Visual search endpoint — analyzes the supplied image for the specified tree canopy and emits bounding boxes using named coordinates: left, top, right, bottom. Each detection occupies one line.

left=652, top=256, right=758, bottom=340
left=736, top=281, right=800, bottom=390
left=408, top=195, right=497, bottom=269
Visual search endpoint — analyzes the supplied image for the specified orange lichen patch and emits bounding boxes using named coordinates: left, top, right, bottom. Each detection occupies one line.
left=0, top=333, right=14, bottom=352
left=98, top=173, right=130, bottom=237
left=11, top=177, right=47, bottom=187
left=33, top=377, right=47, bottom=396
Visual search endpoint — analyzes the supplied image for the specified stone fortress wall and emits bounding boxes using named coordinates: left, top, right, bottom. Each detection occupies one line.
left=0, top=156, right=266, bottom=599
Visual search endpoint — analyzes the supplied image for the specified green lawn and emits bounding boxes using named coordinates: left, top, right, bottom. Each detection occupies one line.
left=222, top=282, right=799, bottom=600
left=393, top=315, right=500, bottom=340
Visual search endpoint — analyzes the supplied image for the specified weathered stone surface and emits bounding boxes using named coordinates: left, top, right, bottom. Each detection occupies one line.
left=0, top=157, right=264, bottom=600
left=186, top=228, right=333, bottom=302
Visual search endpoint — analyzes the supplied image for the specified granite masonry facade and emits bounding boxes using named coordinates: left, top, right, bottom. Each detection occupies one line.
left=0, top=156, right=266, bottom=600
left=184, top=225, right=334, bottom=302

---

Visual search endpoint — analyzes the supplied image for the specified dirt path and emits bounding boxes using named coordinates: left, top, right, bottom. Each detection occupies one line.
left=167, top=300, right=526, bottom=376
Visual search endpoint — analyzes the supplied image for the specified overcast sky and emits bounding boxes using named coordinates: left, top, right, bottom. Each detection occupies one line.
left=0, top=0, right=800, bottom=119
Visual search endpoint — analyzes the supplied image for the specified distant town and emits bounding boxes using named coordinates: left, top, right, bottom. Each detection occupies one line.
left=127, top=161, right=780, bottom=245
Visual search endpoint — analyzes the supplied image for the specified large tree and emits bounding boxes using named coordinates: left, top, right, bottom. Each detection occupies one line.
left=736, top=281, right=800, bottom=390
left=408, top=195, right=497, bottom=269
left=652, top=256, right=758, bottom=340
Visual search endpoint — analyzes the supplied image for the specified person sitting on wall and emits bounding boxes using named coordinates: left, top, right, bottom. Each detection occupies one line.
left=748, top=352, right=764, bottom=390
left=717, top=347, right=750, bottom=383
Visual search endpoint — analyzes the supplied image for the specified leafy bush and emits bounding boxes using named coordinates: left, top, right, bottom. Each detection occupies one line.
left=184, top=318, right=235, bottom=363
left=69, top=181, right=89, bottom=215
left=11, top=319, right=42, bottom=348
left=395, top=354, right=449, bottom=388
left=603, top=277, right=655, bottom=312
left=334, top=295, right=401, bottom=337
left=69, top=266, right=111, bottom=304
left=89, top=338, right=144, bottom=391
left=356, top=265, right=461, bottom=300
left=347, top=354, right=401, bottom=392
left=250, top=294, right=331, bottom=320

* * *

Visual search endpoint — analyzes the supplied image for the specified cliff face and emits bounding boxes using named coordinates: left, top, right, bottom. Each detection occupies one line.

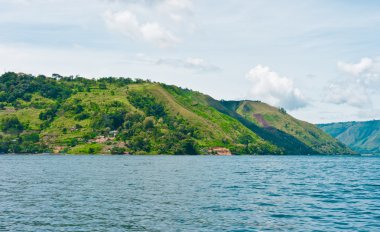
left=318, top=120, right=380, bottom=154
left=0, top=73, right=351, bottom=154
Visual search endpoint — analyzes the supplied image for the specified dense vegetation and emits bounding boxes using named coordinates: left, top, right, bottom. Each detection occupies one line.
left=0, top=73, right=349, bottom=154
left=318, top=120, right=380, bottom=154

**Task statement:**
Express the lines of the records above, from the line containing "the specified granite" up to and including the line containing "left=184, top=225, right=334, bottom=302", as a Markdown table. Use a column named Row for the row number and a column named Text for the line, and omit any blank lines.

**Task solution:**
| Row | Text |
|---|---|
| 1 | Visual search endpoint — analyzes the supplied image for the specified granite masonry facade and emits bounding boxes using named coordinates: left, top, right, bottom. Each detection occupies one line. |
| 2 | left=0, top=156, right=266, bottom=600 |
| 3 | left=184, top=225, right=334, bottom=302 |